Activity ▸
Restate the records in full, keeping every word as it is.

Data items ▸
• • • • •

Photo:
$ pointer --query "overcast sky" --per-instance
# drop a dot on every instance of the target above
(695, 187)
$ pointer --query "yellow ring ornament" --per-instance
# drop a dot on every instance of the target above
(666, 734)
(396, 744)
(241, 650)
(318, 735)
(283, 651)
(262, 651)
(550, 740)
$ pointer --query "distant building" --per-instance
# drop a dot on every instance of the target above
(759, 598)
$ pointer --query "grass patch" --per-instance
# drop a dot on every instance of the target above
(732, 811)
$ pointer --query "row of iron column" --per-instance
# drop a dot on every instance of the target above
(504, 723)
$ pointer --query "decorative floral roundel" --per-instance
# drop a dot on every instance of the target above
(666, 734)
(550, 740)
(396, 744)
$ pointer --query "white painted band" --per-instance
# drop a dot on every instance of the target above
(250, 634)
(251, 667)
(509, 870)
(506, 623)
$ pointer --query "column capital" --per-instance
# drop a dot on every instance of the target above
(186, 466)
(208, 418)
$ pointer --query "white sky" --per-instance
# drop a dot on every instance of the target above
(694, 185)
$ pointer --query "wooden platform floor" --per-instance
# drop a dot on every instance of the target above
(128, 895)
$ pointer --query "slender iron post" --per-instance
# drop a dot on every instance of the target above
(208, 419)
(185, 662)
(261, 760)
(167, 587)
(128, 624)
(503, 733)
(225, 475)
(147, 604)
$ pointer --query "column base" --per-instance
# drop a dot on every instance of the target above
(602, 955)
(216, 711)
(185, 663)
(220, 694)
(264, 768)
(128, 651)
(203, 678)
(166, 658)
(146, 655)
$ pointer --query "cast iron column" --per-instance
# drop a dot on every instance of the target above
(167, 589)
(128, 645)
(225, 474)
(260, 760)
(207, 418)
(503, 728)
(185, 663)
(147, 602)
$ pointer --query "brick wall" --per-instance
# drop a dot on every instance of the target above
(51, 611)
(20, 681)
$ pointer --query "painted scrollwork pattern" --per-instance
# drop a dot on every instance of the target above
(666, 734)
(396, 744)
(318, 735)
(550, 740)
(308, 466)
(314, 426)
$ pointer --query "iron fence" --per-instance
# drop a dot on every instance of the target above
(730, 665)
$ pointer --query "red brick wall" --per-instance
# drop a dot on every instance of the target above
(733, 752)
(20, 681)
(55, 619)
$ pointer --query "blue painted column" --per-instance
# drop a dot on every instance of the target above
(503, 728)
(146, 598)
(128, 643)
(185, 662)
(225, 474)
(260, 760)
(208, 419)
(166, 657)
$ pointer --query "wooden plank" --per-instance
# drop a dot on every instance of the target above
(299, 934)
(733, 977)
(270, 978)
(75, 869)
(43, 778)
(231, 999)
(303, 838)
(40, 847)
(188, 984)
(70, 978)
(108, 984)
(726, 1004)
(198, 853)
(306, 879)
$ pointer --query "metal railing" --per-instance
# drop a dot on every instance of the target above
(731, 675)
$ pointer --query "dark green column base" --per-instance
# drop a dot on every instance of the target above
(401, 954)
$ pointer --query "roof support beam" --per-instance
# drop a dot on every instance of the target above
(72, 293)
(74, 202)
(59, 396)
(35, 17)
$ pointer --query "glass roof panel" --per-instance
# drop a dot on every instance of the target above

• • • • •

Result of the task ▸
Photo:
$ pointer --query "overcast sky" --per-instance
# drop a dot on every instance of the target above
(695, 187)
$ pointer --query "yellow ring ornament" --per-instance
# drop a dot on every instance of the target above
(666, 734)
(396, 744)
(241, 650)
(318, 735)
(283, 651)
(262, 651)
(550, 740)
$ pointer --query "distant building" --per-instance
# drop a dot on every instance of the target above
(759, 598)
$ pointer --query "grass patch" --per-instance
# drop a dot on every instance of the target above
(732, 811)
$ pointer --query "row of iron column" --per-instance
# drop a dot on every instance of the target above
(504, 723)
$ pointer --query "decorative floral roundel" --per-instance
# drop a dot on every instance of the target above
(666, 734)
(550, 740)
(396, 744)
$ pointer --query "white painted band" --per-instance
# drop a dot on every instance of the target above
(250, 634)
(251, 667)
(509, 870)
(506, 623)
$ pointer --query "column capital" --per-instance
# drop a dot on every instance of the target above
(186, 466)
(208, 418)
$ pointer --query "white sky" --per-instance
# drop a dot on every instance of the target above
(694, 185)
$ pointer --query "wooden platform floor" --per-instance
# drop a dot on every instance of the target above
(128, 895)
$ pointer --query "slender iron post" --per-instance
# drop a dot on every instance of the target above
(208, 419)
(185, 662)
(261, 760)
(167, 587)
(128, 624)
(503, 733)
(225, 475)
(147, 604)
$ pointer --query "column base" --per-instance
# drop a dot on every instance of the target above
(602, 955)
(216, 711)
(185, 663)
(220, 694)
(264, 768)
(128, 651)
(203, 678)
(166, 658)
(146, 655)
$ pointer --query "cast iron column" --per-instance
# drop a dot on every instance of the target above
(167, 589)
(128, 645)
(225, 474)
(260, 760)
(207, 418)
(503, 728)
(185, 663)
(147, 602)
$ pointer --query "brick wall" --per-instance
# drop a dot on every instance of the target above
(51, 611)
(20, 681)
$ pointer --query "painted scrollwork pattern" --per-instance
# drop a dot on every instance of the target above
(666, 734)
(396, 744)
(318, 735)
(550, 740)
(308, 466)
(314, 426)
$ pointer --query "iron fence" --per-instance
# drop a dot on every instance of the target above
(730, 665)
$ pointer --query "red brick wall" --per-instance
# drop a dot on every instance of the target above
(733, 752)
(20, 681)
(55, 619)
$ pointer --query "blue painted column" --per-instance
# drop a dot on every instance of the target above
(503, 728)
(146, 598)
(128, 643)
(185, 662)
(225, 474)
(260, 760)
(208, 419)
(166, 657)
$ pointer --query "wooden plank" --per-instance
# drop a dot on every instance of the target above
(299, 934)
(733, 977)
(270, 978)
(75, 869)
(43, 778)
(231, 999)
(303, 838)
(40, 847)
(188, 984)
(70, 978)
(108, 984)
(726, 1004)
(198, 853)
(306, 879)
$ pointer --query "metal railing" --per-instance
# drop a dot on every instance of the target above
(731, 675)
$ pointer --query "dark green column base" --per-instance
# drop a dot on every instance of the target above
(401, 954)
$ pointer --query "roof support beam" --per-instance
# drop a dot on every instance of the target above
(72, 293)
(74, 202)
(59, 396)
(35, 17)
$ pointer --query "glass roof panel" --per-instance
# drop a dot on every instance of the target above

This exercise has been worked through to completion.